= EXERCISE TASKS =
a) In the article on Chepe Fortuna, condense the paragraph beginning "The librettos were created by" into a short bulleted list that keeps its main facts.
b) According to the article on Chepe Fortuna, what share of the cast comes from the Colombian coast?
c) Continue the article on Chepe Fortuna from the point at which it ends.

= SELECTED PASSAGE =
..........
= Chepe Fortuna =

2010–2011 Colombian telenovela

Chepe Fortuna is a Colombian traditional comedy telenovela, produced by RCN Televisión in 2010 and 2011. It stars Javier Jattin and Taliana Vargas, with Kristina Lilley, Pedro Palacio, Susana Rojas, Luigi Aycardi, the first actor Gerardo Calero and first actress Margalida Castro, in addition to the first actors Judy Henríquez, Carlos Muñoz and Consuelo Luzardo. The production proposal was based on the setting of a comic story in the Caribbean Region of Colombia, so 90% of the cast is originally from the Colombian coast, including the protagonists.

The leading characters come from different social backgrounds, one being a poor fisherman fighting against industrialization and the other being an environmentalist from the industrializing family.

The librettos were created by Miguel Ángel Baquero and Eloisa Infante, and the direction was carried out by Mario Ribero, who had previously directed successful comedies such as Novia para dos, Yo soy Betty, la fea and Los Reyes. This production holds the record for having the most watched final episode in the history of private television in Colombia, reaching an audience of 53.3 in the household audience index and 23.6 in people, an unprecedented figure. In Panama, the telenovela was a success on TVN screens, reaching 6.0 points of audience index and in Colombia an index of 23.0 points.

Thanks to the success obtained, the story had a spin-off called Casa de reinas, in which most of the main and secondary characters return, but only those who had an alternate story to that of Chepe and Niña. Casa de reinas enjoyed a great reception from the public, being broadcast in late 2012 and early 2013, by RCN Televisión, the same network that has placed successes in Latin America, the United States and Europe, such as Betty, the ugly, Sincere love, La Pola, The last happy marriage, El Capo 1 and 2.

== Cast ==
- Javier Jattin - José "Chepe" Fortuna.
- Taliana Vargas - Niña Cabrales.
- Pedro Palacio - Aníbal Conrado.
- Susana Rojas - Yadira Cienfuegos.
- Carlos Muñoz - Jeremías Cabrales.
- Consuelo Luzardo - Alfonsina Pumarejo.
- Judy Henríquez - Josefa "Doña Jose" Fortuna.
..........
= SOURCE EXCERPT =
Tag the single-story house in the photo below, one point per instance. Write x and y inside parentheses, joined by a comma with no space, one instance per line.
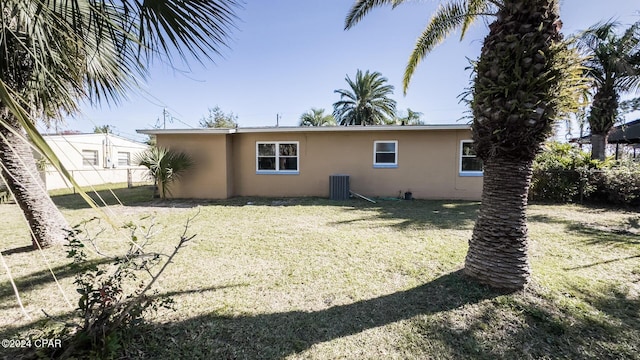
..........
= EXPECTED RESPONSES =
a)
- Writers: Miguel Ángel Baquero and Eloisa Infante.
- Director: Mario Ribero, who had previously directed the comedies Novia para dos, Yo soy Betty, la fea and Los Reyes.
- Record: most watched final episode in the history of private television in Colombia, with 53.3 in the household audience index and 23.6 in people.
- Ratings: 6.0 points on TVN in Panama and 23.0 points in Colombia.

b) Ninety percent of the cast, including the protagonists, is originally from the Colombian coast.

c)
- Margalida Castro - Úrsula Eloísa Lacouture Infante de Cabrales / Bárbara Fon Braun Lacouture Infante.
- Kristina Lilley - Malvina Samper Viuda de Cabrales.
- Lorna Cepeda - Petra de Meza "La Celosa".
- Bruno Díaz - El Padre Tito.
- Adriana Ricardo - Asunción Cabrales.
- Florina Lemaitre - Perfecta de Conrado.
- Gerardo Calero - Bruno Conrado.
- Rodrigo Candamil - Lucas de la Rosa.
- Mile Vergara - Rosalía Cabrales.
- Luigi Aycardi - Francisco Antonio Londoño "El Paisa".
- Mabel Moreno / Catalina Londoño - Reina Carolina Araujo Cabrales.
- Camila Zárate - Herlinda Fortuna / Conrado.
- Julio Meza - Julio Bolívar "Chipi Chipi".
- Vetto Gálvez - Aquilino Meza "El Bellaco".
- Paula Castaño - Milagros Ovalle Cabrales.
- Katty Rangel - Cindy Meza.
- Jorge Monterrosa - Kike Rentería "Pastelito".
- Mauricio Mejía - Pipe Daza.
- Victoria Hernández - Doña Concha.
- Luis Tamayo - Abdulio.
- Rafael Cardozo - Moisés Ovalle.
- Rosalba Goenaga - Colombia Castillo.
- Omeris Arrieta - Venezuela Castillo.
- Gustavo Angarita - El Doctor Arcadio Ribero.
- Mónica Layton - Leyla.
- Juan Mauricio Julio - Monocuco.
- Roberto Cuello - Caresusto.
- Obeida Benavides - Candelaria.
- Elmis Reyes - Ruth.
- Gina Vallecia - Niris.
- Leopolda Rojas - Yade.
- Julio del Mar - Cepeda.
- Germán Quintero - Zamudio.
- Alfonso Ortiz - Angulo.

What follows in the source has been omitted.